Records for point labeling
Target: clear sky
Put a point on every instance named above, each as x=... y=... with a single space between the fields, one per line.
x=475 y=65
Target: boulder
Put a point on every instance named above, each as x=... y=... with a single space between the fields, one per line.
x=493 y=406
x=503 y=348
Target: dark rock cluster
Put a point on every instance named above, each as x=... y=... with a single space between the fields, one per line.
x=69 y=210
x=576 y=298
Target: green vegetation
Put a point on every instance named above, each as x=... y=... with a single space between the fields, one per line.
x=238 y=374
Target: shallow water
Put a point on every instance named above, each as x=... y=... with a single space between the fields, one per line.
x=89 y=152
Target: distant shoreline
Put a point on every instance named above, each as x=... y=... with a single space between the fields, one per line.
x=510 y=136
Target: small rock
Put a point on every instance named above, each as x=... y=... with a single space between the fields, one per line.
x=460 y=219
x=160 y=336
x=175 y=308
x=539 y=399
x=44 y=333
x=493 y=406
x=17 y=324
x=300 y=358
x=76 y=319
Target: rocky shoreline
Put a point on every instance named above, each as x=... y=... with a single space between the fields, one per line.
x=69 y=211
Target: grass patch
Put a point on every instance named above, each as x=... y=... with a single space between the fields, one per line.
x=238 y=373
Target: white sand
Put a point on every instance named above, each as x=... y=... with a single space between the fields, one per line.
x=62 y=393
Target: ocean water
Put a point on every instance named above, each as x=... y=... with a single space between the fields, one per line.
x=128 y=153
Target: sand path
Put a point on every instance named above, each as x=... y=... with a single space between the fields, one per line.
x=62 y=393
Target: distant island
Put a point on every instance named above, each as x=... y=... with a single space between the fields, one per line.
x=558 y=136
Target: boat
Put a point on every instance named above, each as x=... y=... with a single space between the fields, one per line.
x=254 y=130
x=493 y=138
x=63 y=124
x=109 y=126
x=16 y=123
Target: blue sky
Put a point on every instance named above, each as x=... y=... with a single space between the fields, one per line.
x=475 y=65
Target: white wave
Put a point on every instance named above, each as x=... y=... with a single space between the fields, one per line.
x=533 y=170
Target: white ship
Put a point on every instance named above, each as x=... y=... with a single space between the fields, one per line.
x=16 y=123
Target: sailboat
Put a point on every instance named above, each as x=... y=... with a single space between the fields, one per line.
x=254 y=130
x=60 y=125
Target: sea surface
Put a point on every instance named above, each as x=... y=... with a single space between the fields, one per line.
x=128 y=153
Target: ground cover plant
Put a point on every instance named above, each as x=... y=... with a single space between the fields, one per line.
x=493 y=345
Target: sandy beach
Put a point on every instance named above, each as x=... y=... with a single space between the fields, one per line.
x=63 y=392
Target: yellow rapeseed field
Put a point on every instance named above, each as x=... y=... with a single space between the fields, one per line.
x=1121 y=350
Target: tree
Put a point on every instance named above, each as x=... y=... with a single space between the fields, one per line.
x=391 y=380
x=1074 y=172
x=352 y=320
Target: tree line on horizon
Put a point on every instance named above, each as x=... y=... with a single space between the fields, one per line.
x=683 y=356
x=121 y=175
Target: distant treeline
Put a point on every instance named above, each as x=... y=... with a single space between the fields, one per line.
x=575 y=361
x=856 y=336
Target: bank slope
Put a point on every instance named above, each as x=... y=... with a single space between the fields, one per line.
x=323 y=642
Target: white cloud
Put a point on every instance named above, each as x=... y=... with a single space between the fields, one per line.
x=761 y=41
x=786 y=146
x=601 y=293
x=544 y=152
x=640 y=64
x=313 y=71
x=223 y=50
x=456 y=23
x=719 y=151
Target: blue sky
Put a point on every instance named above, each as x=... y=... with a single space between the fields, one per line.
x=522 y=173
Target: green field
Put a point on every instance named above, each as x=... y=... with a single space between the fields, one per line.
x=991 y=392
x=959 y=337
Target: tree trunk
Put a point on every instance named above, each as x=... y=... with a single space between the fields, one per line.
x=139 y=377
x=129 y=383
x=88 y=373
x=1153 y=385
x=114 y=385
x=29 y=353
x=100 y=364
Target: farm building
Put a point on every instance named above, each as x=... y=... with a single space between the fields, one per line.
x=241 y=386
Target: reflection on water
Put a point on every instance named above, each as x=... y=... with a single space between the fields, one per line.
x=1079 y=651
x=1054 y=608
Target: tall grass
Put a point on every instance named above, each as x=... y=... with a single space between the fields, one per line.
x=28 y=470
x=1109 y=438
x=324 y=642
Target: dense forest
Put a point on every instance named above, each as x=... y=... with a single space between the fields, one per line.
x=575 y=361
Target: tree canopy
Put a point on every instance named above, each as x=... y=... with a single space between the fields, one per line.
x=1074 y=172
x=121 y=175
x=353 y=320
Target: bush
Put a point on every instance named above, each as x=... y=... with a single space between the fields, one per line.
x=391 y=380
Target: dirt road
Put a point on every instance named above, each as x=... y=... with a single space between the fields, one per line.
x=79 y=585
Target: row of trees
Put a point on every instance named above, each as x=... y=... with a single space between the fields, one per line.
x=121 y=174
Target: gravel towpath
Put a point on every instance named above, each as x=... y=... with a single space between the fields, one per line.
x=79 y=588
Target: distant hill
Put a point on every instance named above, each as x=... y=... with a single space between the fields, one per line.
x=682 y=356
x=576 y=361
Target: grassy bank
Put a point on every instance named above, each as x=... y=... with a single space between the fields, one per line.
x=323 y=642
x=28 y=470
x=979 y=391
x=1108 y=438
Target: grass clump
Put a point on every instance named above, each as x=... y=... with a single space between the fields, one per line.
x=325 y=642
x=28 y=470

TASK TO CARRY OUT:
Give every line in the records from the line with "Target: white cloud" to the line with "x=324 y=642", both ends included, as a JSON list of strings with one string per line and no blank lines.

THE REPLY:
[
  "Target: white cloud",
  "Put a point on every instance named above, each as x=... y=... with a single space between the fields, one per line.",
  "x=761 y=41",
  "x=786 y=146",
  "x=601 y=293",
  "x=544 y=152",
  "x=640 y=64",
  "x=313 y=71",
  "x=223 y=50",
  "x=456 y=23",
  "x=719 y=151",
  "Target: blue sky",
  "Put a point on every instance named above, each as x=... y=... with a single space between the fields, one per line.",
  "x=522 y=173",
  "Target: green field",
  "Put a point on every instance named above, each as x=... y=... with a single space between the fields, one per line.",
  "x=991 y=392",
  "x=959 y=337",
  "Target: tree trunk",
  "Put a point on every instance named above, each as x=... y=... with a single space between the fields, one per line.",
  "x=139 y=377",
  "x=129 y=383",
  "x=88 y=373",
  "x=1153 y=385",
  "x=114 y=385",
  "x=29 y=353",
  "x=100 y=364",
  "Target: farm building",
  "Put a point on every instance named above, each as x=... y=... with a single space between the fields, one per line.",
  "x=241 y=386",
  "Target: reflection on water",
  "Put a point on every instance named above, each as x=... y=... with a single space between the fields, one per line.",
  "x=1079 y=651",
  "x=1054 y=608",
  "Target: tall grass",
  "Put a point on every instance named above, each as x=... y=... with a single space between the fields, one per line.",
  "x=28 y=470",
  "x=1109 y=438",
  "x=324 y=642"
]